> Task instructions:
1. From the ABAC FAQ, copy out everything from "2) How can I" down to "a good read?", word for word.
2. According to the ABAC FAQ, what international organization are ABAC members part of?

> Extract provided:
1) What is the ABAC?
2) How can I find an ABAC bookseller in my area?
3) How do I know who to trust when buying or selling books?
4) I have a book and I’d like to know what it’s worth. Can you help?
5) I need to have an appraisal done for insurance or probate purposes. What do I do?
6) I have books I want to sell. How do I go about it?
7) What should I look for when buying books on the web?
8) Where can I go to find the finest, most interesting books on the web?
9) I’d like help building my book collection. Can you guide me?
10) What’s a book fair, and how do I find out if there’s one in my area?
11) Can you recommend a good read?
12) I’m a bookseller. How do I join the ABAC?
13) What can I do if I know of a bookseller behaving unethically?
1) The Antiquarian Booksellers’ Association of Canada (ABAC) is Canada’s national association of professional booksellers. All our members have been in business for many years, and have developed a high level of expertise in our respective specialties. As members, we are also part of the International League of Antiquarian Booksellers (ILAB http://www.ilab.org/) and work to their rigorously high standards of quality, scholarship and ethics.
2) To find a nearby ABAC book dealer, use our Member Search feature; if there’s a member nearby, you’ll find him/her therein.
3) You can always trust an ABAC or ILAB book seller. We are committed to upholding the highest standards of professional and ethical conduct, and our organization stands behind that commitment.
4) In general, our members do not give off-the-cuff valuations, but if you call someone in your area she/he may be willing to help you out. So much of the value of a book depends on its edition and condition that you will probably have to take the book to her/him. Note that if this is a book you are considering selling, a book dealer who might be interested in purchasing it may be unwilling to offer a valuation as he/she will have a conflict of interest. Remember, though, that there are many books that have little or no commercial value, so do not be surprised to learn that your book is more valuable to you on a sentimental basis than it would be on the open market.
5) Many ABAC booksellers offer appraisal services. Use our Member Search feature to find the nearest member - if there are several nearby contact the one whose subject specialties most closely match the books you have. Be aware, though, that an extensive appraisal will probably incur a charge as they can be very time consuming.
6) ABAC booksellers are alway on the look out for good books. Find a bookseller through our Member Search feature - if there are several members nearby contact the one whose subject specialties most closely match the books you have. You can rest easy knowing all our members adhere to a strict code of ethics that includes fair and clear dealing with all customers, whether as buyers or sellers. Bear in mind, though, that not all books are of interest to all booksellers (we each have our specialties), and some have little or no commercial value, so if someone comes to view your collections and is only interested in part of it, ask for advice on what to do with the rest.
7) The first thing we’d recommend is looking for the initials ABAC (if the dealer is Canadian) and/or ILAB. These are guarantees that the bookseller is working to the highest standards in the trade. You can trust the accuracy of the physical descriptions, the scholarship behind the notes, and the fairness of the pricing. Beyond that you should look for descriptions that are sufficiently accurate and detailed, that use proper descriptive language (see the ILAB glossary of terms for more information http://www.ilab.org/eng/glossary.html), and that guarantee easy returns should the item not be as described.

> Information supplied:
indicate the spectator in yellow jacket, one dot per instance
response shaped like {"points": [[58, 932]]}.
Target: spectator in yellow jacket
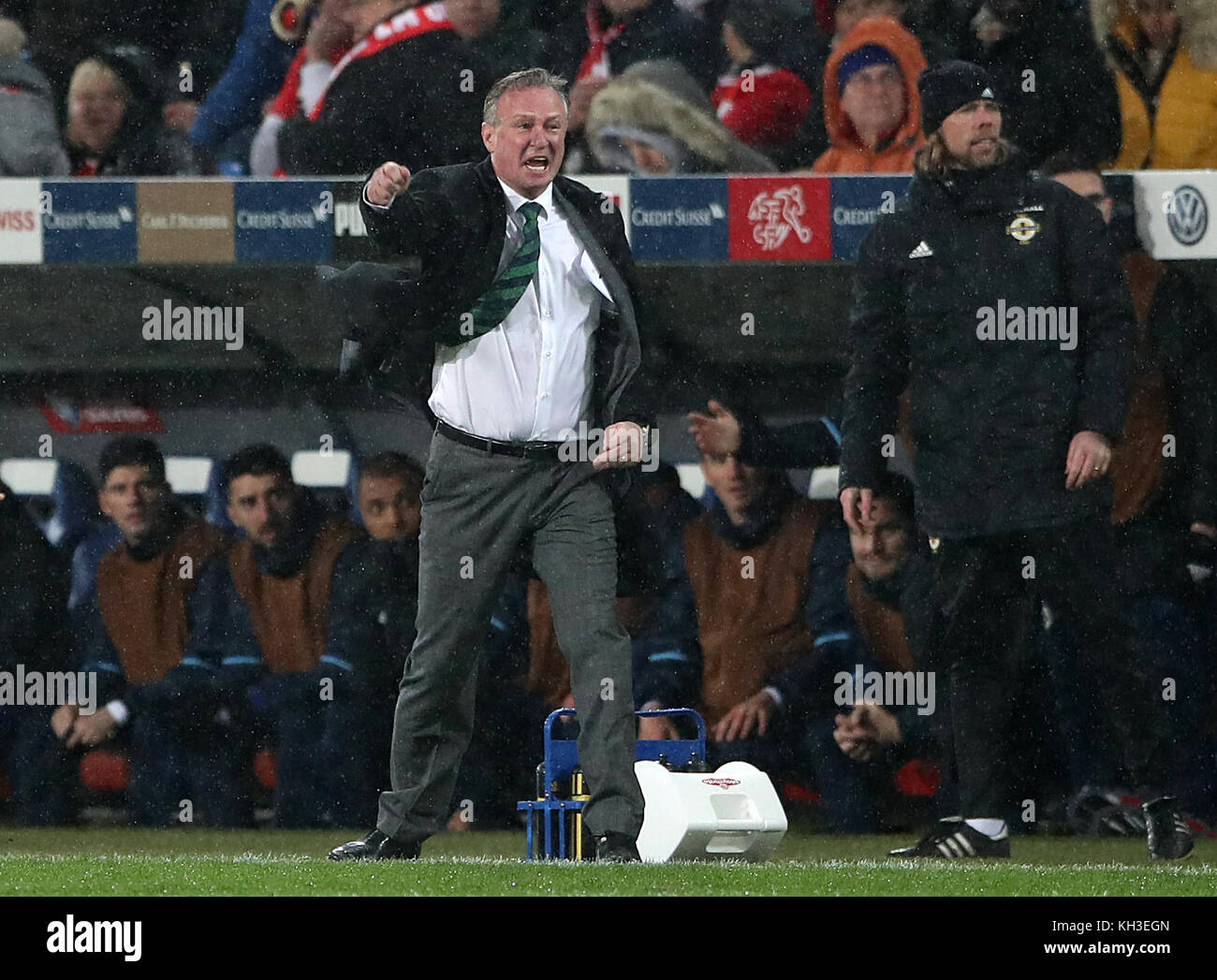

> Responses in order:
1.
2) How can I find an ABAC bookseller in my area?
3) How do I know who to trust when buying or selling books?
4) I have a book and I’d like to know what it’s worth. Can you help?
5) I need to have an appraisal done for insurance or probate purposes. What do I do?
6) I have books I want to sell. How do I go about it?
7) What should I look for when buying books on the web?
8) Where can I go to find the finest, most interesting books on the web?
9) I’d like help building my book collection. Can you guide me?
10) What’s a book fair, and how do I find out if there’s one in my area?
11) Can you recommend a good read?

2. The International League of Antiquarian Booksellers (ILAB).